Document section →
[pgpool-general: 2009] Re: is sharding possible with pgpool?

Lonni J Friedman netllama at gmail.com
Sat Aug 10 03:45:09 JST 2013


I doubt pgpool is capable of doing what you want with respect to
sharding.  pgpool has no means of keeping track of which data is in
which 'shard'.  You'd need to implement some other middleware layer to
keep track of that logic, and have that middleware sit either in front
of pgpool, or between pgpool & the database cluster, depending on how
the logic is setup.

On Fri, Aug 9, 2013 at 11:42 AM, Torsten Förtsch
<torsten.foertsch at gmx.net> wrote:
> Hi,
>
> I want to set up from a structural point of view identical backend
> databases. Each backend then is to hold the data of a certain range of
> customers. I was told pgpool can help here.
>
> So, I started experimenting and by now I have the impression that pgpool
> is the wrong tool. But maybe I am too stupid.
>
> I set up 4 backends each with a "pgptest" table with 2 columns "id" and
> "txt". The system database contains one record in
> pgpool_catalog.dist_def. pgpool_catalog.replicate_def is empty.
>
> pgpool=> select * from pgpool_catalog.dist_def ;
> -[ RECORD 1 ]-+----------------------------
> dbname        | pgpool
> schema_name   | public
> table_name    | pgptest
> col_name      | id
> col_list      | {id,txt}
> type_list     | {int,text}
> dist_def_func | pgpool_catalog.dist_pgptest
>
> The pgpool_catalog.dist_pgptest function is defined as follows:
>
> pgpool=> \df+ pgpool_catalog.dist_pgptest
> List of functions
> -[ RECORD 1 ]-------+---------------
> Schema              | pgpool_catalog
> Name                | dist_pgptest
> Result data type    | integer
> Argument data types | i integer
> Type                | normal
> Volatility          | immutable
> Owner               | pgpool
> Language            | sql
> Source code         |
>                     | select $1%4
>
> Pgpool is version 3.1.3 and configured with
>
> load_balance_mode = on
> replication_mode = off
> parallel_mode = on
>
> Now, if I insert data into the table it works as expected:
>
>   insert into pgptest(id, txt) values( 125, 'test125');
>
> The query is sent to only one backend and on the system db I see this
> statement being executed with $1=125:
>
>   SELECT pgpool_catalog.dist_pgptest($1::int)

Extracted data →
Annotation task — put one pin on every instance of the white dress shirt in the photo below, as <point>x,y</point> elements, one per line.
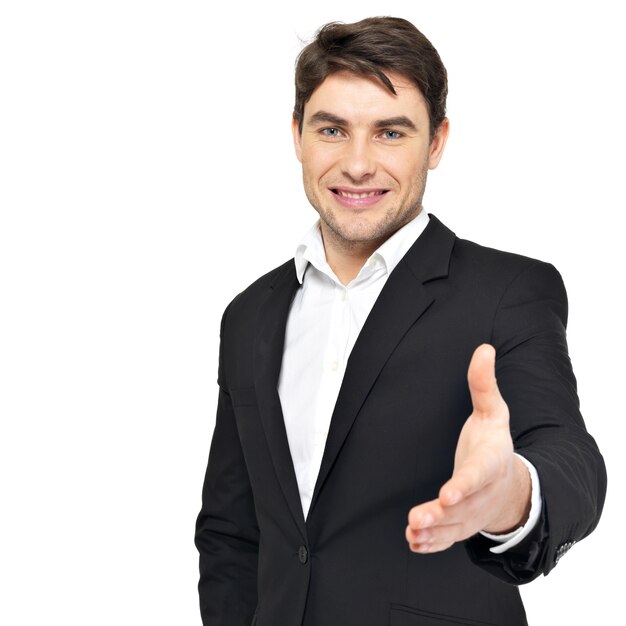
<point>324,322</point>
--
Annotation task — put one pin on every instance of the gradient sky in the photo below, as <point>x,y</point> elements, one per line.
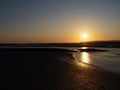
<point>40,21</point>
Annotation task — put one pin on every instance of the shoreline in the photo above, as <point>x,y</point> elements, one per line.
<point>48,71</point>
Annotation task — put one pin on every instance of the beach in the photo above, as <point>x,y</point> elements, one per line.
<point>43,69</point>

Requests →
1. In the pgpool sharding thread, which version of pgpool does the original poster report running?
2. From the pgpool sharding thread, reproduce everything from "I doubt pgpool" down to "can help here.".

Responses →
1. Version 3.1.3.

2.
I doubt pgpool is capable of doing what you want with respect to
sharding.  pgpool has no means of keeping track of which data is in
which 'shard'.  You'd need to implement some other middleware layer to
keep track of that logic, and have that middleware sit either in front
of pgpool, or between pgpool & the database cluster, depending on how
the logic is setup.

On Fri, Aug 9, 2013 at 11:42 AM, Torsten Förtsch
<torsten.foertsch at gmx.net> wrote:
> Hi,
>
> I want to set up from a structural point of view identical backend
> databases. Each backend then is to hold the data of a certain range of
> customers. I was told pgpool can help here.